-- AIM OF THE TASK --
Reproduce each of the following records word for word, preserving every line.

-- ENTRIES --
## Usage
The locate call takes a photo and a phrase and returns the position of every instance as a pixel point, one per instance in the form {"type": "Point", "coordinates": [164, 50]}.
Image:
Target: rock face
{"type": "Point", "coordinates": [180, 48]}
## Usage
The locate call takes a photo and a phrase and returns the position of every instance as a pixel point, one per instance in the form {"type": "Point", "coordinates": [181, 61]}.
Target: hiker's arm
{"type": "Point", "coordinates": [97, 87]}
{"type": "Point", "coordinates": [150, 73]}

-- ANSWER TO THE TASK --
## Usage
The locate call takes a photo and a phrase and returns the position of every instance as a pixel point, one per instance in the form {"type": "Point", "coordinates": [164, 50]}.
Image:
Target: rock face
{"type": "Point", "coordinates": [180, 48]}
## Usage
The locate call takes a photo and a phrase and returns the position of every instance as a pixel point, one per instance in the form {"type": "Point", "coordinates": [181, 61]}.
Target: hiker's arm
{"type": "Point", "coordinates": [97, 87]}
{"type": "Point", "coordinates": [150, 73]}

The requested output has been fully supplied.